# [INSTRUCTIONS TO FOLLOW]
Reproduce every one of the following lines word for word, with no changes.

--- START ---

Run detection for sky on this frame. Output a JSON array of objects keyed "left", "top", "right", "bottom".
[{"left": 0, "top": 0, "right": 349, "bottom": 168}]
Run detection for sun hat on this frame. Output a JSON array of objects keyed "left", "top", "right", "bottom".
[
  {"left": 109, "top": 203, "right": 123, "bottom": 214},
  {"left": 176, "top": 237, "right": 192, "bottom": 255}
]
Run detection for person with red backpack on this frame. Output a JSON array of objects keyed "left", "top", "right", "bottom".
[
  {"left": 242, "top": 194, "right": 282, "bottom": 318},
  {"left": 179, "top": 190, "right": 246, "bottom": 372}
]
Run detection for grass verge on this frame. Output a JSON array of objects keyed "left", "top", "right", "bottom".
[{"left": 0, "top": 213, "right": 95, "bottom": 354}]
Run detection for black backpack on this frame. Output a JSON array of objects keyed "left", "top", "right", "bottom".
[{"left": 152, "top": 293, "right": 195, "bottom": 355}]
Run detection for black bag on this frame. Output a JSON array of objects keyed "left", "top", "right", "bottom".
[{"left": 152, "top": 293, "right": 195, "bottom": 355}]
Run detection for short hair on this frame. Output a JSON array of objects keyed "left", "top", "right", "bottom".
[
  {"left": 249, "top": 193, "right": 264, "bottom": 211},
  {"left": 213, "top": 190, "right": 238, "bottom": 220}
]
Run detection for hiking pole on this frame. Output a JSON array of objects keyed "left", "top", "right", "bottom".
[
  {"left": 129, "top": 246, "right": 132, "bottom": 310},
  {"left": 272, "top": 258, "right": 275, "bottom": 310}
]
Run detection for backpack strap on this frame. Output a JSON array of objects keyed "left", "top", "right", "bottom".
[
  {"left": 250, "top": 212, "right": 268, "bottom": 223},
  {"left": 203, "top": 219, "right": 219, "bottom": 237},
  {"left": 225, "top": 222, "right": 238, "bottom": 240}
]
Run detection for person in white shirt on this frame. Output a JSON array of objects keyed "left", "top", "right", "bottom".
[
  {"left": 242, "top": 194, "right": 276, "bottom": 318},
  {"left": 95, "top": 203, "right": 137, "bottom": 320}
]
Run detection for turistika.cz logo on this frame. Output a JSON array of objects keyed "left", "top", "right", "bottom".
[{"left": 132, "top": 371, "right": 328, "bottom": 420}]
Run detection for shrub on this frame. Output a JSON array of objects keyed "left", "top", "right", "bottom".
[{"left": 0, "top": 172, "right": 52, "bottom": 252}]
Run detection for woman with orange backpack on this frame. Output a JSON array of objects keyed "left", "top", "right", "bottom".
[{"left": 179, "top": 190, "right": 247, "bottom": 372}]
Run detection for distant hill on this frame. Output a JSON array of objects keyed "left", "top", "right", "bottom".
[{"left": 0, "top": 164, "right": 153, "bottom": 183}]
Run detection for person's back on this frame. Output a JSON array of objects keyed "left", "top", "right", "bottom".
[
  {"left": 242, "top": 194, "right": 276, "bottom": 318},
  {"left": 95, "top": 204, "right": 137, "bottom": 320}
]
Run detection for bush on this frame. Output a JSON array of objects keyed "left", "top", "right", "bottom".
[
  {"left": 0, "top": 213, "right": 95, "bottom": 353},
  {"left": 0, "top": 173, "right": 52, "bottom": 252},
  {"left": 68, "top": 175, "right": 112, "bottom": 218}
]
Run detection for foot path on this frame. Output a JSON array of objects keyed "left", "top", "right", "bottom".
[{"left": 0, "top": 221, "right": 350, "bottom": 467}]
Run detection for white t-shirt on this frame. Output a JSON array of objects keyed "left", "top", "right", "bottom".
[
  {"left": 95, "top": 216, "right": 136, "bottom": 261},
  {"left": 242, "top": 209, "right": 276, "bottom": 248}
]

--- END ---

# [FULL SOLUTION]
Run detection for sky on this frame. Output a JSON array of objects keyed "left", "top", "right", "bottom".
[{"left": 0, "top": 0, "right": 349, "bottom": 168}]
Run detection for sun hat on this frame. Output a JSON array of objects keyed "left", "top", "right", "bottom".
[
  {"left": 109, "top": 203, "right": 123, "bottom": 214},
  {"left": 176, "top": 237, "right": 192, "bottom": 255}
]
Run detection for person with red backpack on this frame. Output a JSON array of objects keyed "left", "top", "right", "bottom".
[
  {"left": 242, "top": 194, "right": 282, "bottom": 318},
  {"left": 179, "top": 190, "right": 246, "bottom": 372}
]
Run detection for grass verge on this frame. Output a JSON array of objects keyed "left", "top", "right", "bottom".
[{"left": 0, "top": 213, "right": 95, "bottom": 354}]
Run detection for black backpack on this frame. Output a JSON array of objects keyed "left", "top", "right", "bottom".
[{"left": 152, "top": 293, "right": 195, "bottom": 355}]
Run detection for black bag on this frame. Output a JSON array of objects keyed "left", "top", "right", "bottom".
[{"left": 152, "top": 293, "right": 195, "bottom": 355}]
Run detection for short hair on this frame. Output a JSON array of objects keyed "left", "top", "right", "bottom".
[
  {"left": 249, "top": 193, "right": 264, "bottom": 211},
  {"left": 213, "top": 190, "right": 238, "bottom": 220}
]
Run detection for hiking pole on this frame. Output a JSON array of objects keyed "left", "top", "right", "bottom".
[
  {"left": 129, "top": 246, "right": 132, "bottom": 310},
  {"left": 272, "top": 258, "right": 275, "bottom": 310}
]
Run detection for backpack strap on this frame. Output a JSON array of objects keyed "left", "top", "right", "bottom".
[
  {"left": 250, "top": 212, "right": 268, "bottom": 223},
  {"left": 203, "top": 219, "right": 219, "bottom": 237},
  {"left": 225, "top": 222, "right": 238, "bottom": 240}
]
Run detection for person in white shirt on this frame. Output a JSON array of objects keyed "left", "top", "right", "bottom".
[
  {"left": 242, "top": 194, "right": 276, "bottom": 318},
  {"left": 95, "top": 203, "right": 137, "bottom": 320}
]
Run detection for turistika.cz logo on this frame. Output a JSON array of objects keyed "left", "top", "right", "bottom".
[{"left": 132, "top": 371, "right": 328, "bottom": 420}]
Run detection for shrub on this frame. Output a JSON array of objects keyed "left", "top", "right", "bottom".
[{"left": 0, "top": 172, "right": 52, "bottom": 252}]
Run detection for woman with orange backpack on this frame. Output a JSON array of objects keyed "left", "top", "right", "bottom".
[{"left": 179, "top": 190, "right": 247, "bottom": 372}]
Run detection for distant hill on this frame. Output a JSON array of objects keyed "left", "top", "right", "bottom".
[{"left": 0, "top": 164, "right": 153, "bottom": 183}]
Run detection for person's back on this frame. Output a JSON array of objects keyed "left", "top", "right", "bottom".
[
  {"left": 242, "top": 194, "right": 276, "bottom": 318},
  {"left": 95, "top": 204, "right": 137, "bottom": 320}
]
Run detection for bush on this frame. Output a JSON array of objects keyed "left", "top", "right", "bottom".
[
  {"left": 0, "top": 213, "right": 95, "bottom": 353},
  {"left": 0, "top": 173, "right": 52, "bottom": 252},
  {"left": 68, "top": 175, "right": 112, "bottom": 218}
]
Run detection for foot path on this frame. Output a JSON array of objects keyed "left", "top", "right", "bottom".
[{"left": 0, "top": 221, "right": 350, "bottom": 467}]
Run detection for white t-shirt on this frame. Output a JSON array of objects keyed "left", "top", "right", "bottom".
[
  {"left": 95, "top": 216, "right": 136, "bottom": 261},
  {"left": 242, "top": 209, "right": 276, "bottom": 248}
]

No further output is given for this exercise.